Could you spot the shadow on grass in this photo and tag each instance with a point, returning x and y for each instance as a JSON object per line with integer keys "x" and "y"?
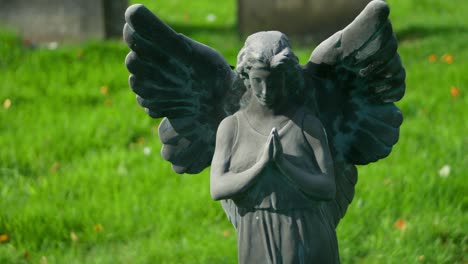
{"x": 421, "y": 31}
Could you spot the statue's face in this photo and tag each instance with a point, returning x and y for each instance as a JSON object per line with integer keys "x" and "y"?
{"x": 267, "y": 88}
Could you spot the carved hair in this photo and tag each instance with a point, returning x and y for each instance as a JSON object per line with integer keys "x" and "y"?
{"x": 269, "y": 50}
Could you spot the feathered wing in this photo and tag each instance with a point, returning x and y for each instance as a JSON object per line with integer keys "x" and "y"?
{"x": 353, "y": 79}
{"x": 184, "y": 81}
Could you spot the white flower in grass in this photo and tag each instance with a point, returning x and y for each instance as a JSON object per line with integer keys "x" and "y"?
{"x": 444, "y": 172}
{"x": 146, "y": 151}
{"x": 52, "y": 45}
{"x": 211, "y": 18}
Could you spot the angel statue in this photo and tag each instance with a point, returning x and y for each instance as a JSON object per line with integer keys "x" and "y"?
{"x": 283, "y": 139}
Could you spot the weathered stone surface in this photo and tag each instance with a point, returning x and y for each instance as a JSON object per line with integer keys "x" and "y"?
{"x": 63, "y": 20}
{"x": 318, "y": 18}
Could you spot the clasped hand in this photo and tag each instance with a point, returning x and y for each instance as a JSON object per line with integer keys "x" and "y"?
{"x": 272, "y": 151}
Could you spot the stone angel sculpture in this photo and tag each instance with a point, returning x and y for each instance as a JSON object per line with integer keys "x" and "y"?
{"x": 283, "y": 139}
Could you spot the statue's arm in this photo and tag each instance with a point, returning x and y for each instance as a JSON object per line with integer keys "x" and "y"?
{"x": 225, "y": 184}
{"x": 319, "y": 184}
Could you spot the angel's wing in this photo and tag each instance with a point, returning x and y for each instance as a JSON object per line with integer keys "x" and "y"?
{"x": 188, "y": 83}
{"x": 354, "y": 78}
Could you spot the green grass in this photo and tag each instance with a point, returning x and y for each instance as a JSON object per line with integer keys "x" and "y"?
{"x": 72, "y": 158}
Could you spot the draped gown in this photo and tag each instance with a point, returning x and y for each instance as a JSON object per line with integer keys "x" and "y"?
{"x": 277, "y": 222}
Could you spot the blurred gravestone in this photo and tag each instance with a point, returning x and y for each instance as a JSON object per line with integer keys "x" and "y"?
{"x": 316, "y": 18}
{"x": 64, "y": 20}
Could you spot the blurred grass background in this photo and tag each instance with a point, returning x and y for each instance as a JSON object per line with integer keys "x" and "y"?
{"x": 82, "y": 181}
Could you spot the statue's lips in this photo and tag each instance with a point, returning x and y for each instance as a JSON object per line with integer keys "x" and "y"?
{"x": 265, "y": 100}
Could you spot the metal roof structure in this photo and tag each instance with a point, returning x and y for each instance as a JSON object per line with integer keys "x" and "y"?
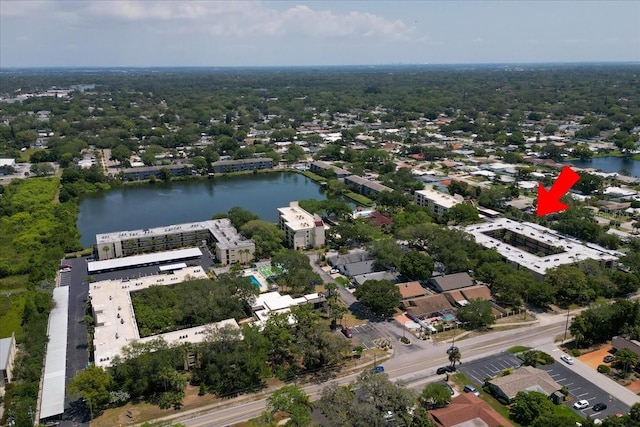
{"x": 55, "y": 365}
{"x": 154, "y": 258}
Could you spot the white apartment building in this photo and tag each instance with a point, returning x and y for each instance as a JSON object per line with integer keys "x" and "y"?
{"x": 302, "y": 229}
{"x": 436, "y": 201}
{"x": 230, "y": 247}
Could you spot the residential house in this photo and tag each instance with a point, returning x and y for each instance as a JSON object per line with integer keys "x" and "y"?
{"x": 468, "y": 410}
{"x": 425, "y": 307}
{"x": 525, "y": 378}
{"x": 410, "y": 290}
{"x": 450, "y": 282}
{"x": 238, "y": 165}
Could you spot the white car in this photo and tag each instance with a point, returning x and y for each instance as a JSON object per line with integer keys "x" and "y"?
{"x": 567, "y": 359}
{"x": 581, "y": 404}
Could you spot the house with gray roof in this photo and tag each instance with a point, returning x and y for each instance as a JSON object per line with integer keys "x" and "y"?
{"x": 525, "y": 378}
{"x": 451, "y": 282}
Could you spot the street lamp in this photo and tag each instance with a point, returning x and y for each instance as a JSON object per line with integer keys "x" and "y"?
{"x": 566, "y": 327}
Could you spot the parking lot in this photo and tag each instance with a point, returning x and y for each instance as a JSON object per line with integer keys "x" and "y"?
{"x": 579, "y": 387}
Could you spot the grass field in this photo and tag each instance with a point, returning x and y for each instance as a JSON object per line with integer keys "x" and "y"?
{"x": 13, "y": 283}
{"x": 11, "y": 308}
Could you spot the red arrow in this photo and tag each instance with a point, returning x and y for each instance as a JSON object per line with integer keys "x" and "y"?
{"x": 549, "y": 201}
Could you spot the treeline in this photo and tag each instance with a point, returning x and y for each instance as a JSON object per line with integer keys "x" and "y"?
{"x": 162, "y": 309}
{"x": 36, "y": 233}
{"x": 227, "y": 363}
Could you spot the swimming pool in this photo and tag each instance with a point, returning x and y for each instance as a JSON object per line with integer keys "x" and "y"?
{"x": 255, "y": 281}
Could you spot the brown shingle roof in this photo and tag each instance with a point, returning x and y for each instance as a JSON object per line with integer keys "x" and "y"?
{"x": 466, "y": 407}
{"x": 426, "y": 306}
{"x": 411, "y": 290}
{"x": 525, "y": 378}
{"x": 476, "y": 292}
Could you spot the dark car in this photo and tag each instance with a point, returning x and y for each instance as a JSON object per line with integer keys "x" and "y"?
{"x": 599, "y": 407}
{"x": 347, "y": 332}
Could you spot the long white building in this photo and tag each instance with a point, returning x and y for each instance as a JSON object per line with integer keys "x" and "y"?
{"x": 538, "y": 248}
{"x": 302, "y": 229}
{"x": 115, "y": 319}
{"x": 436, "y": 201}
{"x": 230, "y": 247}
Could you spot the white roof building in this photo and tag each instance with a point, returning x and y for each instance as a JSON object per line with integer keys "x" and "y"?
{"x": 302, "y": 230}
{"x": 436, "y": 201}
{"x": 537, "y": 248}
{"x": 115, "y": 319}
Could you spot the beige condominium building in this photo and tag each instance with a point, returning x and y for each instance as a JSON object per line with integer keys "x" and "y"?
{"x": 436, "y": 201}
{"x": 302, "y": 229}
{"x": 230, "y": 247}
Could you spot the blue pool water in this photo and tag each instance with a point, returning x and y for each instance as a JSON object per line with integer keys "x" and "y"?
{"x": 255, "y": 281}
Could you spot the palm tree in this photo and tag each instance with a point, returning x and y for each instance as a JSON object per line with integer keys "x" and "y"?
{"x": 454, "y": 356}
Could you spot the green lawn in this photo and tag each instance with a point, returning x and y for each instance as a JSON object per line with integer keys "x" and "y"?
{"x": 11, "y": 308}
{"x": 461, "y": 380}
{"x": 518, "y": 349}
{"x": 13, "y": 283}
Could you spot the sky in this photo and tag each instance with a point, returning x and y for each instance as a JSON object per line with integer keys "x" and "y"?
{"x": 149, "y": 33}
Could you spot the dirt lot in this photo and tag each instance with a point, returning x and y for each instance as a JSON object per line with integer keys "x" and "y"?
{"x": 594, "y": 358}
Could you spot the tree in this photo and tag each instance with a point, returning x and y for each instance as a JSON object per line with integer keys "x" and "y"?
{"x": 380, "y": 296}
{"x": 626, "y": 358}
{"x": 478, "y": 314}
{"x": 416, "y": 265}
{"x": 454, "y": 355}
{"x": 386, "y": 252}
{"x": 92, "y": 384}
{"x": 528, "y": 406}
{"x": 435, "y": 395}
{"x": 294, "y": 401}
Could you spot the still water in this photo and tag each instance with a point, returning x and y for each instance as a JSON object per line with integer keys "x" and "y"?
{"x": 611, "y": 165}
{"x": 160, "y": 204}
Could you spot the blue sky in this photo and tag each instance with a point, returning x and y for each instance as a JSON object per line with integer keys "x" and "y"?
{"x": 142, "y": 33}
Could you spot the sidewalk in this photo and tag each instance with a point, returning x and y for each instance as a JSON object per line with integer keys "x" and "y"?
{"x": 608, "y": 385}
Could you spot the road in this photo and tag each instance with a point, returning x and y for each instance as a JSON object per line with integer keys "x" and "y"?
{"x": 414, "y": 369}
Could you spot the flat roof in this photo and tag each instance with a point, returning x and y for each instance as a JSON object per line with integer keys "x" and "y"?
{"x": 170, "y": 267}
{"x": 296, "y": 217}
{"x": 153, "y": 258}
{"x": 55, "y": 365}
{"x": 440, "y": 198}
{"x": 575, "y": 250}
{"x": 115, "y": 319}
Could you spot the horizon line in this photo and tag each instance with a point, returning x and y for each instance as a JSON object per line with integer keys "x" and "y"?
{"x": 397, "y": 64}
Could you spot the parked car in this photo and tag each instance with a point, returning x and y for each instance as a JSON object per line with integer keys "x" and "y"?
{"x": 567, "y": 359}
{"x": 581, "y": 404}
{"x": 599, "y": 407}
{"x": 347, "y": 332}
{"x": 471, "y": 389}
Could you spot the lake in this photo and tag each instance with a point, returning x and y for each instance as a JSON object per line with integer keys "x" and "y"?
{"x": 159, "y": 204}
{"x": 610, "y": 164}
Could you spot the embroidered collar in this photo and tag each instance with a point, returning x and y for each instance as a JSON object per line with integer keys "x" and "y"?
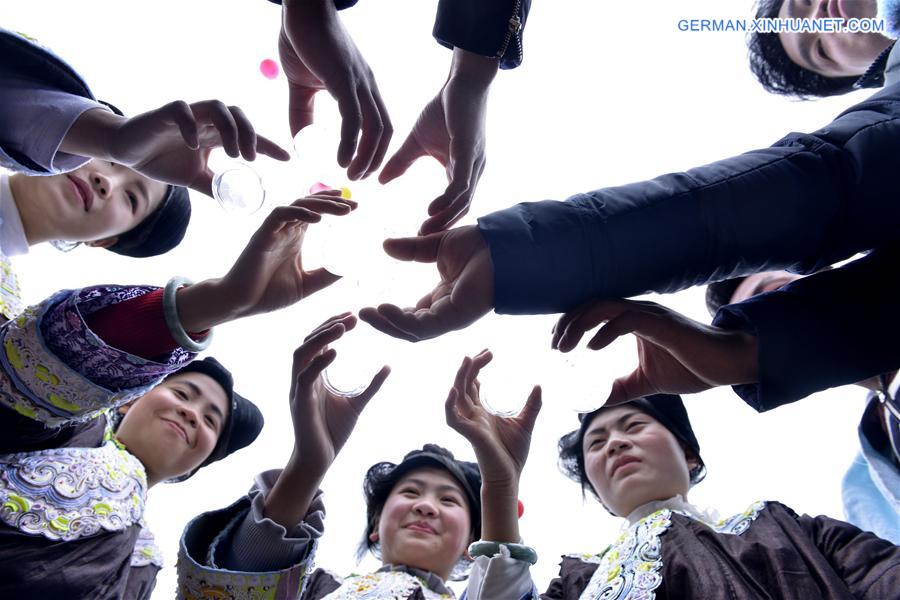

:: What you need to do ::
Gather every line of the material that contains the word "wing".

:: The answer ::
Could you spot the feathered wing in this photo and tag each instance with a point, returning x and y for each instance as a JSON object per line with integer keys "x" and "y"?
Could you spot the angel's wing in this photo and tag each instance with a point, returning x and y for each instance as a JSON object per line with integer keys "x" and "y"?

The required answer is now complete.